[Records from a dataset]
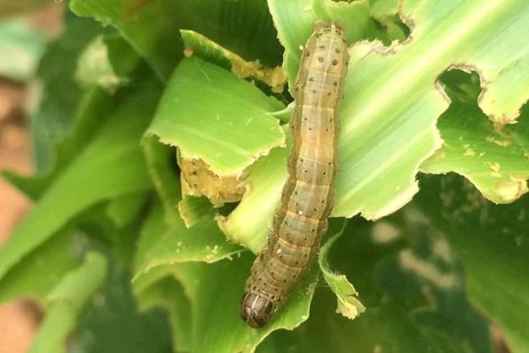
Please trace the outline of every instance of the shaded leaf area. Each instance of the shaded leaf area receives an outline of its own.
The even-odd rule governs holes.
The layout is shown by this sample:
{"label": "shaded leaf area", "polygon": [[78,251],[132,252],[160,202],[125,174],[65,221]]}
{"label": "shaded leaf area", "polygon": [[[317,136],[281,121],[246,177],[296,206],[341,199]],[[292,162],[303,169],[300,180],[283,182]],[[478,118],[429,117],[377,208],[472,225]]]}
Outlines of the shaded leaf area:
{"label": "shaded leaf area", "polygon": [[460,256],[470,300],[501,327],[515,352],[529,349],[528,198],[495,205],[462,178],[422,178],[417,203]]}
{"label": "shaded leaf area", "polygon": [[21,296],[43,301],[46,294],[79,264],[77,255],[71,229],[60,231],[8,272],[0,282],[0,303]]}
{"label": "shaded leaf area", "polygon": [[30,199],[38,200],[97,135],[107,117],[107,112],[114,107],[112,97],[103,90],[94,89],[86,92],[79,102],[77,112],[74,114],[76,126],[71,134],[54,145],[54,161],[50,165],[51,169],[30,176],[3,170],[3,176]]}
{"label": "shaded leaf area", "polygon": [[44,51],[45,39],[44,33],[21,19],[0,21],[0,75],[15,81],[30,79]]}
{"label": "shaded leaf area", "polygon": [[331,270],[329,265],[329,252],[335,242],[342,236],[346,225],[347,222],[345,220],[342,221],[334,220],[329,223],[329,234],[333,236],[322,247],[318,255],[318,260],[323,278],[331,290],[336,294],[336,312],[353,319],[364,312],[366,307],[357,298],[358,292],[347,281],[347,277],[344,274],[335,273]]}
{"label": "shaded leaf area", "polygon": [[148,190],[139,140],[159,97],[156,82],[121,91],[89,145],[53,181],[0,249],[0,277],[77,214],[104,200]]}
{"label": "shaded leaf area", "polygon": [[[413,24],[411,40],[389,48],[360,42],[351,48],[345,98],[340,108],[341,170],[335,216],[360,212],[368,219],[380,218],[399,209],[417,192],[418,166],[441,145],[435,123],[448,101],[435,83],[446,69],[463,63],[475,65],[487,87],[480,105],[492,119],[514,119],[515,108],[519,109],[525,101],[527,89],[521,87],[521,78],[512,86],[506,81],[519,66],[512,65],[513,57],[520,65],[526,60],[525,49],[513,48],[526,48],[524,19],[529,8],[513,2],[497,10],[497,6],[486,1],[404,1],[401,15]],[[284,67],[291,87],[301,53],[299,46],[312,31],[316,17],[338,21],[351,12],[346,21],[354,23],[346,26],[346,32],[347,32],[350,41],[357,38],[358,31],[352,30],[357,26],[364,33],[369,30],[368,24],[362,27],[367,16],[363,11],[369,11],[362,1],[271,1],[270,6],[286,48]],[[337,8],[339,14],[335,14]],[[512,20],[515,12],[519,16]]]}
{"label": "shaded leaf area", "polygon": [[[219,46],[206,37],[190,30],[180,30],[185,46],[184,53],[187,57],[196,56],[221,68],[231,70],[238,77],[245,79],[253,78],[270,86],[271,92],[281,93],[287,83],[282,68],[262,67],[257,60],[247,61],[236,54]],[[260,85],[257,85],[258,87]],[[267,93],[267,90],[264,90]]]}
{"label": "shaded leaf area", "polygon": [[322,288],[306,323],[273,333],[258,352],[492,352],[442,235],[411,205],[374,223],[350,221],[329,261],[355,284],[365,312],[335,314],[335,297]]}
{"label": "shaded leaf area", "polygon": [[157,203],[145,221],[137,245],[135,277],[163,265],[187,261],[215,262],[242,251],[229,243],[213,219],[190,228],[178,217],[178,226],[167,228],[160,203]]}
{"label": "shaded leaf area", "polygon": [[180,28],[203,34],[248,60],[269,66],[281,61],[281,47],[262,0],[74,0],[70,8],[117,28],[163,81],[182,58]]}
{"label": "shaded leaf area", "polygon": [[[109,40],[111,41],[109,42]],[[127,77],[118,75],[110,61],[108,48],[109,44],[112,43],[125,50],[132,50],[126,43],[118,43],[121,41],[123,39],[118,37],[112,40],[103,36],[94,39],[79,56],[75,72],[76,79],[83,86],[99,86],[110,93],[115,92],[119,86],[126,84]],[[123,56],[138,58],[133,52]]]}
{"label": "shaded leaf area", "polygon": [[105,257],[96,252],[87,254],[83,265],[70,271],[46,296],[46,316],[28,352],[65,352],[68,336],[105,276]]}
{"label": "shaded leaf area", "polygon": [[283,143],[283,132],[269,114],[282,108],[227,71],[186,59],[174,71],[149,132],[178,146],[183,158],[200,158],[221,176],[237,176]]}
{"label": "shaded leaf area", "polygon": [[[191,303],[185,296],[182,285],[174,277],[165,276],[165,269],[157,268],[156,270],[163,270],[158,271],[162,273],[163,278],[155,283],[149,283],[150,285],[145,290],[137,292],[136,288],[138,282],[134,283],[134,296],[136,298],[138,308],[141,312],[153,308],[165,310],[169,315],[173,350],[190,352],[192,344],[191,332],[193,329],[189,321]],[[149,276],[155,272],[156,271],[149,272]],[[142,279],[145,278],[146,276],[144,276]]]}
{"label": "shaded leaf area", "polygon": [[[212,264],[187,262],[165,265],[139,277],[134,286],[138,286],[141,300],[151,295],[149,292],[152,288],[172,287],[172,290],[165,293],[158,292],[156,300],[159,306],[165,307],[167,303],[174,303],[174,307],[169,310],[173,313],[173,327],[186,327],[174,334],[179,349],[187,347],[186,350],[194,352],[252,352],[272,331],[292,330],[308,317],[317,279],[313,271],[278,313],[273,323],[256,330],[239,316],[240,299],[253,260],[253,256],[246,252],[232,260]],[[176,279],[185,296],[181,295],[180,285],[176,285],[172,279]],[[173,296],[173,294],[177,295]],[[189,316],[176,316],[176,312],[185,312],[189,303]]]}
{"label": "shaded leaf area", "polygon": [[214,262],[243,250],[229,242],[212,218],[188,228],[178,213],[182,200],[174,150],[147,135],[143,150],[160,201],[154,201],[136,247],[135,279],[156,266]]}
{"label": "shaded leaf area", "polygon": [[81,88],[74,74],[77,58],[85,46],[103,32],[93,21],[65,14],[65,32],[50,43],[37,71],[42,96],[37,111],[30,116],[35,170],[50,170],[54,165],[54,148],[74,129]]}
{"label": "shaded leaf area", "polygon": [[245,180],[249,185],[242,200],[227,216],[218,217],[226,236],[257,254],[264,245],[273,212],[279,206],[281,190],[288,173],[288,151],[292,145],[290,134],[287,148],[272,149],[249,168]]}
{"label": "shaded leaf area", "polygon": [[421,170],[455,172],[495,203],[512,202],[529,191],[529,110],[522,111],[515,125],[493,123],[476,103],[481,90],[477,75],[453,71],[442,79],[453,100],[437,123],[444,142]]}
{"label": "shaded leaf area", "polygon": [[119,262],[112,260],[110,276],[79,320],[69,352],[173,352],[167,315],[160,310],[139,312],[130,274]]}

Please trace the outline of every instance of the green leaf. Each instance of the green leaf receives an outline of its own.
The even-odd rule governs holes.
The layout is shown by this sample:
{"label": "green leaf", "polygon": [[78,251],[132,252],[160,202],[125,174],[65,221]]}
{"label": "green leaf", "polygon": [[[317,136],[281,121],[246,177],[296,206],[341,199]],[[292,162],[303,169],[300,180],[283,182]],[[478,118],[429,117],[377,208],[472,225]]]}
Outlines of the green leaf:
{"label": "green leaf", "polygon": [[[73,128],[71,134],[60,139],[60,142],[54,146],[54,160],[53,163],[51,161],[49,162],[50,168],[48,168],[46,172],[33,176],[21,176],[12,172],[2,171],[3,176],[28,197],[33,200],[39,199],[52,183],[92,141],[94,136],[97,135],[97,132],[104,125],[107,112],[114,108],[115,103],[112,97],[102,90],[94,89],[87,92],[81,99],[77,113],[74,114],[76,125]],[[43,110],[45,110],[45,108],[43,108]],[[50,143],[52,143],[52,141]],[[55,142],[52,144],[55,144]],[[43,147],[37,147],[39,150],[42,148]],[[48,152],[45,153],[48,154]]]}
{"label": "green leaf", "polygon": [[[342,20],[351,42],[359,37],[349,32],[350,27],[369,32],[362,1],[269,3],[286,48],[284,68],[291,87],[299,45],[313,30],[314,19]],[[331,12],[338,6],[339,14]],[[349,10],[346,19],[340,17]],[[513,13],[518,14],[514,19]],[[529,6],[516,1],[410,1],[400,14],[414,25],[411,40],[390,48],[359,42],[350,49],[345,98],[340,107],[341,169],[335,216],[361,212],[377,219],[398,210],[418,191],[419,166],[441,145],[435,123],[448,101],[435,83],[448,68],[479,72],[486,88],[479,105],[494,121],[513,121],[529,97],[529,86],[523,83],[528,71],[521,70],[529,57],[524,45]],[[519,47],[523,49],[514,50]]]}
{"label": "green leaf", "polygon": [[257,254],[264,245],[270,221],[280,203],[287,181],[287,160],[292,139],[287,135],[287,148],[276,148],[266,158],[251,165],[245,181],[251,187],[227,216],[218,217],[226,236]]}
{"label": "green leaf", "polygon": [[75,113],[83,97],[74,79],[77,59],[85,46],[101,32],[96,23],[72,14],[67,13],[64,21],[64,33],[48,44],[37,68],[42,97],[37,111],[30,116],[37,172],[52,168],[53,148],[76,125]]}
{"label": "green leaf", "polygon": [[117,28],[163,81],[183,56],[180,28],[202,33],[245,59],[260,59],[268,66],[278,65],[281,59],[270,14],[261,0],[73,0],[70,8],[79,16],[92,17]]}
{"label": "green leaf", "polygon": [[218,175],[236,176],[283,143],[284,134],[269,114],[282,108],[227,71],[186,59],[174,71],[149,132],[178,146],[183,158],[203,159]]}
{"label": "green leaf", "polygon": [[370,308],[361,319],[348,320],[333,312],[331,295],[321,292],[315,296],[310,319],[299,330],[274,333],[257,352],[468,352],[453,338],[422,327],[398,306]]}
{"label": "green leaf", "polygon": [[157,84],[125,91],[122,103],[0,249],[0,279],[72,217],[97,202],[152,188],[139,140],[159,96]]}
{"label": "green leaf", "polygon": [[13,267],[0,282],[0,303],[21,296],[42,302],[45,294],[79,264],[72,232],[61,230]]}
{"label": "green leaf", "polygon": [[528,199],[495,205],[450,175],[422,180],[417,202],[463,261],[472,303],[501,327],[515,352],[529,349]]}
{"label": "green leaf", "polygon": [[253,352],[270,332],[292,330],[308,317],[317,282],[315,271],[268,326],[254,330],[241,320],[240,299],[253,258],[247,252],[240,258],[213,264],[174,265],[175,276],[192,305],[192,352]]}
{"label": "green leaf", "polygon": [[138,243],[134,281],[157,266],[187,261],[211,263],[242,251],[226,240],[213,219],[187,228],[178,212],[173,216],[178,219],[167,228],[162,205],[155,203]]}
{"label": "green leaf", "polygon": [[205,196],[185,196],[178,202],[178,213],[188,228],[202,219],[212,219],[216,216],[209,200]]}
{"label": "green leaf", "polygon": [[116,227],[125,227],[141,218],[149,196],[146,192],[134,192],[111,200],[107,206],[107,215]]}
{"label": "green leaf", "polygon": [[0,75],[17,81],[30,79],[45,44],[44,34],[22,19],[0,21]]}
{"label": "green leaf", "polygon": [[[339,225],[339,223],[342,224]],[[325,281],[331,288],[331,290],[336,294],[338,303],[336,312],[352,319],[364,312],[366,307],[356,298],[358,296],[358,292],[347,280],[347,277],[344,274],[337,274],[331,270],[327,259],[331,247],[342,236],[346,225],[347,222],[345,221],[342,222],[337,221],[331,224],[329,234],[333,234],[333,236],[320,250],[318,262],[320,265],[320,268],[322,270]],[[341,226],[341,229],[338,228],[338,225]]]}
{"label": "green leaf", "polygon": [[106,276],[105,258],[87,254],[84,263],[72,271],[48,294],[48,310],[28,352],[66,352],[66,338],[87,302],[103,284]]}
{"label": "green leaf", "polygon": [[209,40],[203,35],[191,30],[180,30],[187,57],[194,56],[231,70],[241,79],[253,77],[271,87],[272,91],[282,92],[286,78],[282,68],[263,68],[258,60],[246,61],[242,57]]}
{"label": "green leaf", "polygon": [[94,38],[81,53],[75,78],[85,86],[99,86],[110,93],[127,82],[115,72],[103,36]]}
{"label": "green leaf", "polygon": [[[150,272],[149,272],[150,273]],[[175,351],[191,351],[191,303],[183,288],[174,278],[166,276],[145,291],[136,294],[138,307],[146,311],[152,307],[165,309],[169,316]]]}
{"label": "green leaf", "polygon": [[[479,92],[477,83],[463,81],[460,90]],[[444,143],[427,159],[421,171],[455,172],[470,181],[495,203],[512,202],[528,190],[529,114],[525,110],[514,125],[492,123],[476,105],[477,94],[454,101],[439,118],[437,128]]]}
{"label": "green leaf", "polygon": [[70,339],[71,352],[168,353],[167,315],[159,309],[140,313],[131,292],[130,274],[111,256],[109,279],[79,321]]}

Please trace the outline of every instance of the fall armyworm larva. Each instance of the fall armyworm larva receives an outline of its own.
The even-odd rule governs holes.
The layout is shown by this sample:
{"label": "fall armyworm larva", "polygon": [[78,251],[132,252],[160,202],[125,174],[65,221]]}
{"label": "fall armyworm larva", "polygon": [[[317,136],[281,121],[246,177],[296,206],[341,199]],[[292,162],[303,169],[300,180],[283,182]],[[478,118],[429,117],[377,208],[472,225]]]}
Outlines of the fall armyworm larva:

WHAT THE TASK REQUIRES:
Rewrite as a numbered list the lines running from the one that contains "Please trace the outline of every instance of the fall" through the end of the entries. Leave out any blank lines.

FULL SOLUTION:
1. Please trace the outline of every instance of the fall armyworm larva. Each instance of the fall armyworm larva receives an outline of its own.
2. The even-odd rule governs holes.
3. The layout is shown by this sample:
4. {"label": "fall armyworm larva", "polygon": [[78,251],[132,252],[160,202],[125,174],[65,221]]}
5. {"label": "fall armyworm larva", "polygon": [[[317,136],[281,121],[246,177],[296,206],[341,199]],[[292,162],[303,169],[300,180],[283,182]],[[478,118],[429,117],[377,208],[472,225]]]}
6. Outlines of the fall armyworm larva:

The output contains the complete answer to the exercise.